SELECTION |
==========
We often try to explain other people’s behavior with the help of such arguments as life troubles and problems. But when we justify our mistakes, we use circumstances that don’t depend on us. Such mistakes sometimes make us think that we all have similar lives, and that’s why it’s easy to blame the people around us.

13. A dispute for the sake of victory

Scientists Hugo Mercier and Dan Sperber proposed a theory that claims people have learned how to argue so as to have an opportunity to influence each other. Modern society also depends on it, which is why people can’t stop disputing even if they’ve run out of arguments. In ancient times, to lose a debate meant to reduce your chance to live. That’s why we always argue until the end.

12. Comparing the incomparable

We often compare things that are totally incomparable, and that’s why a causal relationship becomes disrupted. For example, there is a belief that the bigger a dog is, the angrier it becomes. But let’s agree that a dog’s size doesn’t affect its character or behavior.
==========
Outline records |
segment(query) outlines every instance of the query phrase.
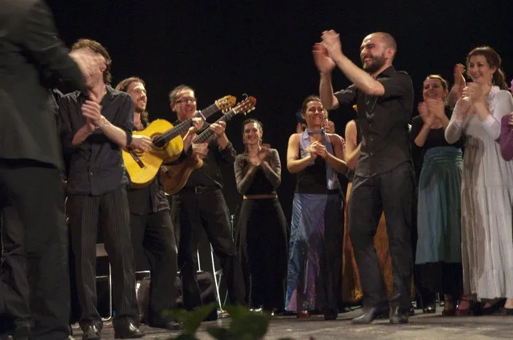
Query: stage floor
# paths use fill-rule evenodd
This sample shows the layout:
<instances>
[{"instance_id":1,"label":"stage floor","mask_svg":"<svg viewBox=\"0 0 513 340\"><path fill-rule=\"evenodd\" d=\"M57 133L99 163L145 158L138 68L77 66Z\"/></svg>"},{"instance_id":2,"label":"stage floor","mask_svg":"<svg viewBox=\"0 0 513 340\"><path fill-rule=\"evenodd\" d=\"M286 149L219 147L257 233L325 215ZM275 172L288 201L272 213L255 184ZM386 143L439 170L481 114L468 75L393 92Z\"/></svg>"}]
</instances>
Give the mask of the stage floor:
<instances>
[{"instance_id":1,"label":"stage floor","mask_svg":"<svg viewBox=\"0 0 513 340\"><path fill-rule=\"evenodd\" d=\"M391 325L388 319L374 322L370 325L354 326L350 320L360 315L356 309L338 314L336 321L324 321L321 315L306 319L297 319L295 317L276 317L271 319L266 334L266 340L290 337L296 340L336 340L336 339L492 339L513 338L513 317L442 317L441 308L431 314L423 314L415 310L415 317L404 325ZM204 322L197 337L211 340L204 329L219 324L227 325L230 319L222 319L217 322ZM142 326L146 333L142 339L174 339L179 331L166 331L162 329ZM73 326L73 336L81 339L81 331L78 325ZM102 339L114 339L114 330L108 323L102 331Z\"/></svg>"}]
</instances>

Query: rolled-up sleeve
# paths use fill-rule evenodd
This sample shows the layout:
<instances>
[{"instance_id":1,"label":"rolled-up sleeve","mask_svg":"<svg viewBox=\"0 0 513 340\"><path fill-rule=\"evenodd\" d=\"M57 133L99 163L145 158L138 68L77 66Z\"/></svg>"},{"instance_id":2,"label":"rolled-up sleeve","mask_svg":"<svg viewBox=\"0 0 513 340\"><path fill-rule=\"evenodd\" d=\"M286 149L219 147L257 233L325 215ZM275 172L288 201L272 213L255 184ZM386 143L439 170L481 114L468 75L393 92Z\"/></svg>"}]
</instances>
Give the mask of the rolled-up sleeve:
<instances>
[{"instance_id":1,"label":"rolled-up sleeve","mask_svg":"<svg viewBox=\"0 0 513 340\"><path fill-rule=\"evenodd\" d=\"M407 73L398 72L390 77L378 79L385 87L383 98L401 97L412 93L413 85L411 78Z\"/></svg>"},{"instance_id":2,"label":"rolled-up sleeve","mask_svg":"<svg viewBox=\"0 0 513 340\"><path fill-rule=\"evenodd\" d=\"M339 105L352 105L355 104L357 94L358 87L354 84L333 93L337 100L338 100Z\"/></svg>"}]
</instances>

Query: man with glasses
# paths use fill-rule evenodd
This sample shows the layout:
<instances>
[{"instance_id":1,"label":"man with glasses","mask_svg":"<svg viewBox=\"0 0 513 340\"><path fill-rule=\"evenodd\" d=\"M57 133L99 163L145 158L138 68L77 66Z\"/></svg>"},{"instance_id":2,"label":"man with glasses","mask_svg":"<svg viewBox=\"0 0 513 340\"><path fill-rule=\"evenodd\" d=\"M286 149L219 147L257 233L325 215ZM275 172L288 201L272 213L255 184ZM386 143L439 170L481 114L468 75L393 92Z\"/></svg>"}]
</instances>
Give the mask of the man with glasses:
<instances>
[{"instance_id":1,"label":"man with glasses","mask_svg":"<svg viewBox=\"0 0 513 340\"><path fill-rule=\"evenodd\" d=\"M182 85L173 89L170 101L179 122L192 117L196 112L195 92L188 86ZM191 156L202 159L203 166L195 170L184 188L172 196L171 215L179 235L178 267L184 306L188 310L202 304L194 260L202 228L221 260L230 302L244 303L242 271L230 232L229 211L221 191L221 163L232 164L236 154L224 133L225 127L224 122L204 125L203 130L212 129L216 138L208 143L192 144ZM190 154L191 149L185 152Z\"/></svg>"},{"instance_id":2,"label":"man with glasses","mask_svg":"<svg viewBox=\"0 0 513 340\"><path fill-rule=\"evenodd\" d=\"M132 97L135 129L145 129L149 122L144 80L130 77L121 80L116 90L125 92ZM195 119L197 120L190 129L190 134L192 135L202 124L200 119ZM140 142L134 143L138 139ZM185 139L187 137L185 137ZM148 151L151 145L151 139L147 137L133 136L131 147L133 149L138 147ZM149 308L142 311L145 321L152 327L174 330L177 329L180 325L170 316L164 315L163 312L176 309L177 246L170 215L170 204L160 178L160 176L156 176L151 184L144 188L136 188L129 184L127 193L135 269L146 269L149 264L151 272ZM145 257L142 255L142 248Z\"/></svg>"}]
</instances>

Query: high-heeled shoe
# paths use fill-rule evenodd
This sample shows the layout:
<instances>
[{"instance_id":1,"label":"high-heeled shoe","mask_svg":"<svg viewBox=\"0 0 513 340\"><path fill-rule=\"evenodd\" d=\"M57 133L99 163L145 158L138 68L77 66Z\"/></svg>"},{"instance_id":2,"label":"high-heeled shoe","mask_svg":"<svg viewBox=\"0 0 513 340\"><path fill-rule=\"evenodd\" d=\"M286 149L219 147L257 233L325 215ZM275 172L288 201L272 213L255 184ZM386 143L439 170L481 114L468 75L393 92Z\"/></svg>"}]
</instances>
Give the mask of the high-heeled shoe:
<instances>
[{"instance_id":1,"label":"high-heeled shoe","mask_svg":"<svg viewBox=\"0 0 513 340\"><path fill-rule=\"evenodd\" d=\"M456 306L455 306L452 295L445 294L444 299L444 309L442 311L442 317L454 317L456 315Z\"/></svg>"},{"instance_id":2,"label":"high-heeled shoe","mask_svg":"<svg viewBox=\"0 0 513 340\"><path fill-rule=\"evenodd\" d=\"M461 302L465 302L468 303L468 307L460 308ZM460 300L460 303L456 307L455 315L456 317L470 317L472 315L473 304L472 302L468 297L463 297Z\"/></svg>"},{"instance_id":3,"label":"high-heeled shoe","mask_svg":"<svg viewBox=\"0 0 513 340\"><path fill-rule=\"evenodd\" d=\"M487 307L483 307L482 312L483 315L492 315L496 312L499 311L506 303L506 299L499 299L496 300L493 304L491 304Z\"/></svg>"}]
</instances>

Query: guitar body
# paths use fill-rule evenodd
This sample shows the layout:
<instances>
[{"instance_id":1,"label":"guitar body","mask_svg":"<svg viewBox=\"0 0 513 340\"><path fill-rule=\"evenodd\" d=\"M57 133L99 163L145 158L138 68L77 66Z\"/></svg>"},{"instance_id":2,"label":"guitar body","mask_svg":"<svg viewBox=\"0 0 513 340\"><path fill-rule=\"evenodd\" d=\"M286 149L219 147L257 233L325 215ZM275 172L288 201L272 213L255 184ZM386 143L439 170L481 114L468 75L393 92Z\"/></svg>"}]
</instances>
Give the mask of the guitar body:
<instances>
[{"instance_id":1,"label":"guitar body","mask_svg":"<svg viewBox=\"0 0 513 340\"><path fill-rule=\"evenodd\" d=\"M177 165L165 165L160 172L160 179L166 193L172 195L184 187L191 173L203 166L203 161L189 157Z\"/></svg>"},{"instance_id":2,"label":"guitar body","mask_svg":"<svg viewBox=\"0 0 513 340\"><path fill-rule=\"evenodd\" d=\"M143 130L133 132L154 139L172 129L172 124L164 119L156 119ZM171 139L162 147L154 147L147 152L123 150L123 163L130 175L132 185L143 188L151 184L164 161L172 161L178 158L183 149L183 140L180 136Z\"/></svg>"}]
</instances>

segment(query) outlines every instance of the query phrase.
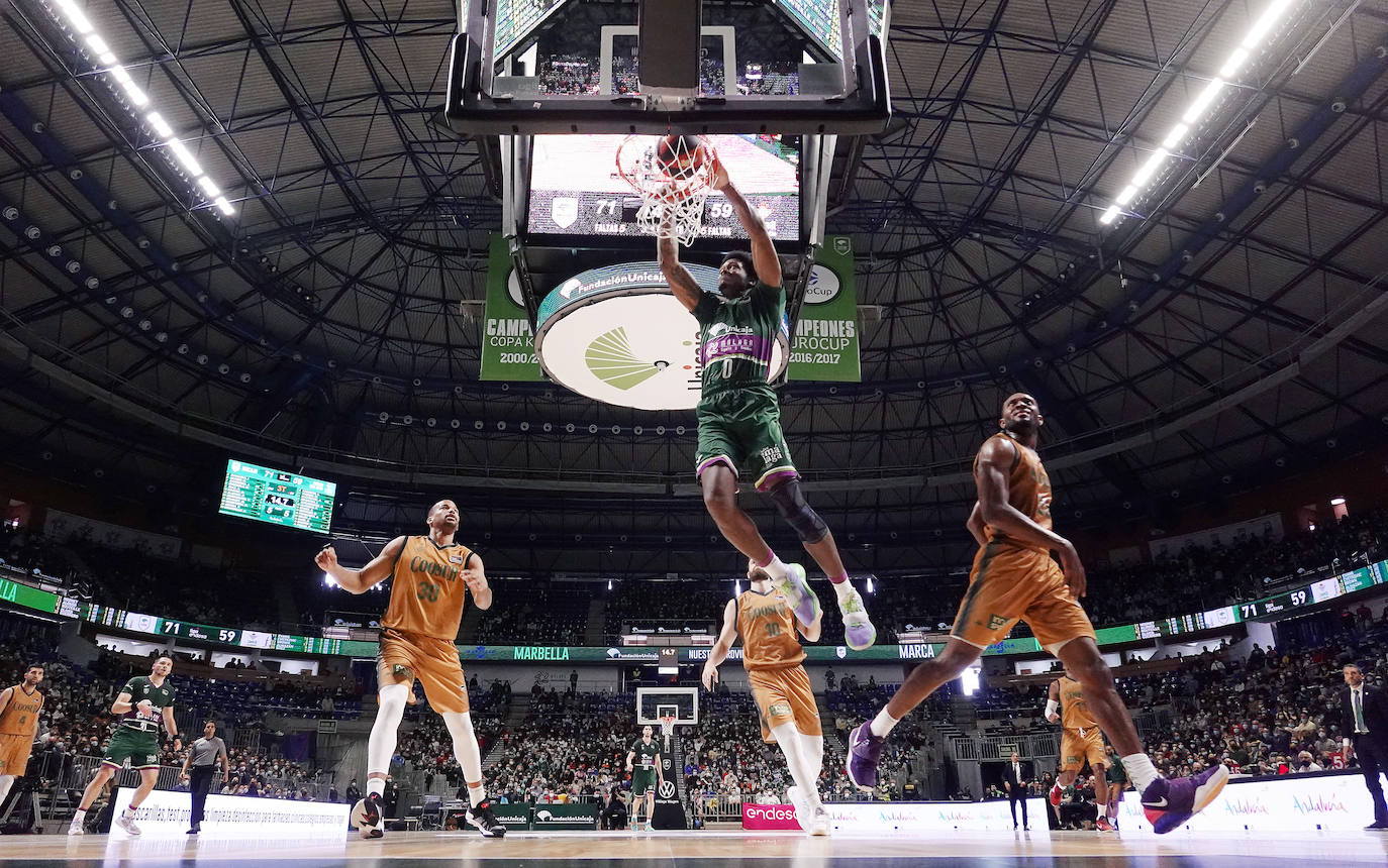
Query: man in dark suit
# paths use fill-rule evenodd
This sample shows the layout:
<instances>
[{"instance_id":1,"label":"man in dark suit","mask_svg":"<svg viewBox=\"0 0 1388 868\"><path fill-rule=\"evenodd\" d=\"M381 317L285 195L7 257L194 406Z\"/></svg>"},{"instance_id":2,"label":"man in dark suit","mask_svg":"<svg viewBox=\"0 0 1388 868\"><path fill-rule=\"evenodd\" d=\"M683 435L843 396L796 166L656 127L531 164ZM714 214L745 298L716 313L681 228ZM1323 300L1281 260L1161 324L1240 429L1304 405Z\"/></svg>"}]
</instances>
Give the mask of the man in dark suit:
<instances>
[{"instance_id":1,"label":"man in dark suit","mask_svg":"<svg viewBox=\"0 0 1388 868\"><path fill-rule=\"evenodd\" d=\"M1017 828L1017 801L1022 803L1022 828L1030 831L1031 824L1027 821L1027 782L1031 775L1027 772L1027 767L1022 764L1022 757L1017 752L1012 752L1012 761L1002 772L1002 786L1008 790L1008 807L1012 808L1012 828Z\"/></svg>"},{"instance_id":2,"label":"man in dark suit","mask_svg":"<svg viewBox=\"0 0 1388 868\"><path fill-rule=\"evenodd\" d=\"M1380 774L1388 772L1388 691L1364 684L1363 671L1353 663L1345 667L1345 685L1339 692L1341 732L1346 754L1359 757L1364 785L1374 799L1374 821L1367 828L1388 829L1388 804L1378 781Z\"/></svg>"}]
</instances>

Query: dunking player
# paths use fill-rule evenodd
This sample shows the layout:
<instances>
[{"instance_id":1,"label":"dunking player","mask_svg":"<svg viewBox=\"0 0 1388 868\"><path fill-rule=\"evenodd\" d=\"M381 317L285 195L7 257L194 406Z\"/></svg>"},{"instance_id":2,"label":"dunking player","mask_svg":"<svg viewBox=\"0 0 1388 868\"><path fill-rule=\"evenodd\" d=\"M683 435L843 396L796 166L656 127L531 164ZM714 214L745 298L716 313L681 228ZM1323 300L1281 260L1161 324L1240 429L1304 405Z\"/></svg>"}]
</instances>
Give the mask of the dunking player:
<instances>
[{"instance_id":1,"label":"dunking player","mask_svg":"<svg viewBox=\"0 0 1388 868\"><path fill-rule=\"evenodd\" d=\"M632 831L641 825L641 806L645 806L645 831L655 826L655 785L665 783L665 772L661 770L661 749L651 740L650 725L641 729L641 740L632 745L626 754L626 770L632 772Z\"/></svg>"},{"instance_id":2,"label":"dunking player","mask_svg":"<svg viewBox=\"0 0 1388 868\"><path fill-rule=\"evenodd\" d=\"M834 535L801 494L799 473L781 434L780 403L768 383L772 347L786 312L780 259L761 215L729 182L722 165L713 168L712 186L727 197L752 248L750 254L733 251L723 257L718 272L722 297L700 288L690 270L680 265L673 237L661 237L657 243L665 280L700 324L698 358L704 381L697 408L694 462L704 487L704 505L723 537L766 570L801 625L813 624L819 617L819 598L805 581L804 567L783 563L737 505L738 473L748 471L756 491L776 506L829 575L844 617L845 642L862 650L877 639L877 631L863 609L862 595L848 581Z\"/></svg>"},{"instance_id":3,"label":"dunking player","mask_svg":"<svg viewBox=\"0 0 1388 868\"><path fill-rule=\"evenodd\" d=\"M39 710L43 709L43 664L24 670L24 681L0 692L0 807L22 778L33 752L33 736L39 732Z\"/></svg>"},{"instance_id":4,"label":"dunking player","mask_svg":"<svg viewBox=\"0 0 1388 868\"><path fill-rule=\"evenodd\" d=\"M365 593L387 578L390 605L380 620L380 653L376 675L380 681L376 722L366 742L366 821L364 837L380 837L384 815L383 793L396 753L396 735L405 714L408 693L415 678L425 696L452 736L452 753L462 765L468 785L468 822L486 837L501 837L507 828L497 822L482 783L482 752L472 729L468 706L468 682L464 681L458 649L452 642L462 621L468 592L477 609L491 607L491 587L482 557L454 542L458 532L458 506L439 501L429 507L429 534L396 537L380 555L361 570L337 563L332 545L318 553L315 563L350 593Z\"/></svg>"},{"instance_id":5,"label":"dunking player","mask_svg":"<svg viewBox=\"0 0 1388 868\"><path fill-rule=\"evenodd\" d=\"M967 527L980 548L949 642L938 657L906 677L876 718L854 729L848 776L859 788L873 786L883 739L891 728L1024 618L1041 648L1058 656L1084 686L1090 709L1141 793L1153 831L1170 832L1219 796L1228 782L1228 768L1213 765L1169 781L1142 753L1133 718L1113 688L1113 674L1099 656L1094 627L1080 607L1080 556L1069 539L1051 530L1051 480L1035 452L1041 424L1041 409L1031 395L1019 392L1002 402L1002 430L984 441L973 463L979 501ZM1052 549L1059 552L1060 566L1051 560Z\"/></svg>"},{"instance_id":6,"label":"dunking player","mask_svg":"<svg viewBox=\"0 0 1388 868\"><path fill-rule=\"evenodd\" d=\"M1103 753L1103 735L1099 734L1099 724L1090 711L1090 703L1084 702L1084 685L1070 678L1069 672L1051 682L1051 689L1047 693L1045 718L1052 724L1060 721L1060 775L1051 786L1051 804L1060 807L1062 790L1074 783L1074 778L1088 761L1090 772L1094 775L1094 804L1105 808L1094 825L1099 832L1112 832L1113 824L1108 818L1106 771L1109 757Z\"/></svg>"},{"instance_id":7,"label":"dunking player","mask_svg":"<svg viewBox=\"0 0 1388 868\"><path fill-rule=\"evenodd\" d=\"M766 570L751 566L748 589L723 607L723 630L704 663L704 689L718 684L718 664L727 659L733 639L743 636L743 668L762 718L762 738L780 745L795 786L786 790L795 817L811 835L829 835L829 811L819 797L819 772L824 767L824 734L819 706L802 666L806 639L819 639L820 614L809 625L797 624L788 599L772 584Z\"/></svg>"},{"instance_id":8,"label":"dunking player","mask_svg":"<svg viewBox=\"0 0 1388 868\"><path fill-rule=\"evenodd\" d=\"M169 672L174 671L174 659L164 656L154 660L150 674L136 675L125 682L119 696L111 703L111 714L119 714L121 722L111 735L101 757L101 768L97 770L92 783L82 792L82 801L72 814L72 825L68 835L85 835L87 808L96 801L101 788L111 779L125 761L130 761L130 768L140 772L140 786L130 796L130 807L125 808L115 824L125 829L126 835L139 835L140 828L135 825L135 811L144 804L144 799L154 790L160 779L160 721L164 731L174 739L175 753L183 750L183 740L178 736L178 724L174 722L174 686L168 684Z\"/></svg>"}]
</instances>

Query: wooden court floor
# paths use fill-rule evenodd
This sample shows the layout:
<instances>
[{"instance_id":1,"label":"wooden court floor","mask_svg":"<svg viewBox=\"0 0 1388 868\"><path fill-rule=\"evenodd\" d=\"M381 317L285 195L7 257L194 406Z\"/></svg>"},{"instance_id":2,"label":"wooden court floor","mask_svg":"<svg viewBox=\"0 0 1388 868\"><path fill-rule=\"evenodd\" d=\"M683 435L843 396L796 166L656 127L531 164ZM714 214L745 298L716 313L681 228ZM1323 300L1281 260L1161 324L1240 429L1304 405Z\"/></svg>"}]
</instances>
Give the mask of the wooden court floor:
<instances>
[{"instance_id":1,"label":"wooden court floor","mask_svg":"<svg viewBox=\"0 0 1388 868\"><path fill-rule=\"evenodd\" d=\"M105 835L25 835L0 837L0 864L46 865L197 864L251 868L258 862L314 868L343 865L403 868L418 861L457 865L561 865L594 862L622 868L647 865L1388 865L1388 832L1344 835L1103 835L1056 832L994 835L956 832L948 837L808 837L797 832L514 832L483 839L472 832L396 832L380 840L355 836L318 840L140 839Z\"/></svg>"}]
</instances>

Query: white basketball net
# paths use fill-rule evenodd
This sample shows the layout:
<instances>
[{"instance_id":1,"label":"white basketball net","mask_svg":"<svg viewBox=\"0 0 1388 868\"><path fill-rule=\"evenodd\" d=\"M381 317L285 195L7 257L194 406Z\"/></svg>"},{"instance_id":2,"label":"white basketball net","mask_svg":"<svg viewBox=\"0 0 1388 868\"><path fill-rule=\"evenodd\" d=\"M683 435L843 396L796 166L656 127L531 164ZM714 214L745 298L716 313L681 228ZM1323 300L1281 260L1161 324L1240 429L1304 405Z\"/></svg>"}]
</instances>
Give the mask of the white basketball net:
<instances>
[{"instance_id":1,"label":"white basketball net","mask_svg":"<svg viewBox=\"0 0 1388 868\"><path fill-rule=\"evenodd\" d=\"M690 153L691 136L679 136L673 159L687 161L688 169L672 173L655 159L659 137L627 136L616 150L616 171L641 194L636 212L641 232L658 238L675 238L688 247L704 225L704 200L713 180L715 153L706 140Z\"/></svg>"}]
</instances>

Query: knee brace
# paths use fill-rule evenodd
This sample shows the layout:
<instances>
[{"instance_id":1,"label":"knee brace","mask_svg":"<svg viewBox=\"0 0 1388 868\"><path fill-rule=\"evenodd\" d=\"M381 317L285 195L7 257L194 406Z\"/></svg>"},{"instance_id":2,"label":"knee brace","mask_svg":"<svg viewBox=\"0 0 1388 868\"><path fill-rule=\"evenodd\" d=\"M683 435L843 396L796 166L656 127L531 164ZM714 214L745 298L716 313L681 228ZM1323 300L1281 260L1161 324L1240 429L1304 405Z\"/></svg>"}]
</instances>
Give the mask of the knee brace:
<instances>
[{"instance_id":1,"label":"knee brace","mask_svg":"<svg viewBox=\"0 0 1388 868\"><path fill-rule=\"evenodd\" d=\"M819 542L829 532L829 526L809 507L805 495L799 492L799 480L786 480L766 491L766 498L799 535L801 542Z\"/></svg>"}]
</instances>

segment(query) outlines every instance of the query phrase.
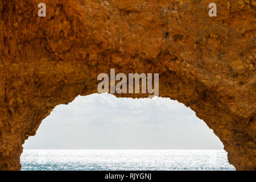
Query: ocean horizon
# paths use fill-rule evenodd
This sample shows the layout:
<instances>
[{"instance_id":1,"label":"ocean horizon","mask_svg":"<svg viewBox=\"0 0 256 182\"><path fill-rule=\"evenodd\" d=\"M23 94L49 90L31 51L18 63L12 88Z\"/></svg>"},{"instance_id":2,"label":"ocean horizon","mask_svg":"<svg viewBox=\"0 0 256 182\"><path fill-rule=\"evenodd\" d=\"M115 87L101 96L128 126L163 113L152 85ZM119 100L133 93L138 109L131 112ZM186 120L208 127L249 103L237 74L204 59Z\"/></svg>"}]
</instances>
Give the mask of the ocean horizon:
<instances>
[{"instance_id":1,"label":"ocean horizon","mask_svg":"<svg viewBox=\"0 0 256 182\"><path fill-rule=\"evenodd\" d=\"M28 150L22 171L233 171L224 150Z\"/></svg>"}]
</instances>

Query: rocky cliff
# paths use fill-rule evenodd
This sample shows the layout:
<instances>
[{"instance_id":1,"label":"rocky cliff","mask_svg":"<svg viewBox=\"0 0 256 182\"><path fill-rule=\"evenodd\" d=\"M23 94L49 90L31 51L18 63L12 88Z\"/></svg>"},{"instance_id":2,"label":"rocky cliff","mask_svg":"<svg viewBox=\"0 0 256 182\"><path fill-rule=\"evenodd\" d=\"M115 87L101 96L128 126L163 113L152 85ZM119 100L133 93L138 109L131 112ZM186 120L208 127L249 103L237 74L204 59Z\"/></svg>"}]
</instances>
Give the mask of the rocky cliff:
<instances>
[{"instance_id":1,"label":"rocky cliff","mask_svg":"<svg viewBox=\"0 0 256 182\"><path fill-rule=\"evenodd\" d=\"M38 5L46 5L39 17ZM214 2L217 16L210 17ZM0 0L0 169L57 105L97 93L97 75L159 73L237 169L256 169L255 0ZM116 94L143 97L144 94ZM167 118L168 119L168 118Z\"/></svg>"}]
</instances>

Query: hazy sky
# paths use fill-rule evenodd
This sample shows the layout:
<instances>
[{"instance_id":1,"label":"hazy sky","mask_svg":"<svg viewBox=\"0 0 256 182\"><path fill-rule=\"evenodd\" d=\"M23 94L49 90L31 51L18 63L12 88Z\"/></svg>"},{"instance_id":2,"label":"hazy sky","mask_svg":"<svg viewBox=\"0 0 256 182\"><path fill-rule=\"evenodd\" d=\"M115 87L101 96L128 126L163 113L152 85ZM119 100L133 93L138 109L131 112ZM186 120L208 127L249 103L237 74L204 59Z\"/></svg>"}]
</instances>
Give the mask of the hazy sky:
<instances>
[{"instance_id":1,"label":"hazy sky","mask_svg":"<svg viewBox=\"0 0 256 182\"><path fill-rule=\"evenodd\" d=\"M223 149L194 111L168 98L79 96L55 107L25 149Z\"/></svg>"}]
</instances>

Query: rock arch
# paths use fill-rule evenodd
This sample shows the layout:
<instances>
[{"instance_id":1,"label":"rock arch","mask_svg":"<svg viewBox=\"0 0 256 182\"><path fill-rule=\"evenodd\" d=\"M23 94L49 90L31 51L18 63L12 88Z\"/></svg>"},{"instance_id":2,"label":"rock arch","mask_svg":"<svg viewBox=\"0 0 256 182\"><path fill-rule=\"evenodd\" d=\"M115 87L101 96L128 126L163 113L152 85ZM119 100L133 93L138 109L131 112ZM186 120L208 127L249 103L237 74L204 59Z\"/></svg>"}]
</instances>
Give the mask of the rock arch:
<instances>
[{"instance_id":1,"label":"rock arch","mask_svg":"<svg viewBox=\"0 0 256 182\"><path fill-rule=\"evenodd\" d=\"M160 96L195 110L237 169L256 169L254 1L214 1L217 17L210 1L43 1L40 18L39 1L0 0L0 169L20 169L42 120L110 68L159 73Z\"/></svg>"}]
</instances>

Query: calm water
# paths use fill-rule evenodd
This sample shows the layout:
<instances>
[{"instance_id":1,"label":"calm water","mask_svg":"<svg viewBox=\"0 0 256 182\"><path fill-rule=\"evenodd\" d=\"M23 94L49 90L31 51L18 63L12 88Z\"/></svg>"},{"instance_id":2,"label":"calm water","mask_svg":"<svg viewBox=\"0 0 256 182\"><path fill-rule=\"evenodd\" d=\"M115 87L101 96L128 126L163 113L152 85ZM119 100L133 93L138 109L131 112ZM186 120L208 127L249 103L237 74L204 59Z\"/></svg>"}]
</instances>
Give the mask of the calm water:
<instances>
[{"instance_id":1,"label":"calm water","mask_svg":"<svg viewBox=\"0 0 256 182\"><path fill-rule=\"evenodd\" d=\"M22 170L235 170L224 150L24 150Z\"/></svg>"}]
</instances>

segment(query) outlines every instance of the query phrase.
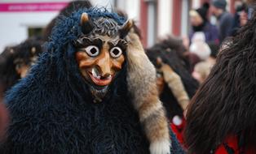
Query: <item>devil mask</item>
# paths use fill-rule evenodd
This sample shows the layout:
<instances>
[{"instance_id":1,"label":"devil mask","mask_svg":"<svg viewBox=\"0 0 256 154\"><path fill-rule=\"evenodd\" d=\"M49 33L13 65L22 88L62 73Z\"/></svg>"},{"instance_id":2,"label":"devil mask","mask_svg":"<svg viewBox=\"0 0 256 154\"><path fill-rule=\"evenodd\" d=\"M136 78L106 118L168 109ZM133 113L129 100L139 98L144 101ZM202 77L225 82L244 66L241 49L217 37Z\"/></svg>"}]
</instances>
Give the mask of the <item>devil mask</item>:
<instances>
[{"instance_id":1,"label":"devil mask","mask_svg":"<svg viewBox=\"0 0 256 154\"><path fill-rule=\"evenodd\" d=\"M94 101L99 102L122 69L127 46L124 37L132 22L118 25L112 18L90 18L83 13L80 25L82 34L75 41L76 61Z\"/></svg>"}]
</instances>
==========
TASK | Continue the piece on common errors in reasoning, starting right after its final sentence.

ANSWER FOR THE TASK |
11. Trusting only “your” people

Since ancient times, we wittingly or unwittingly divide people into groups. We trust the people who are in “our” group more: friends and colleagues, for example. And we trust the people who are outside of this group less, treating them with caution and suspicion. This phenomenon is called “in-group favoritism”: people overstate “their” group’s value and its members’ abilities and underestimate those they don’t know well.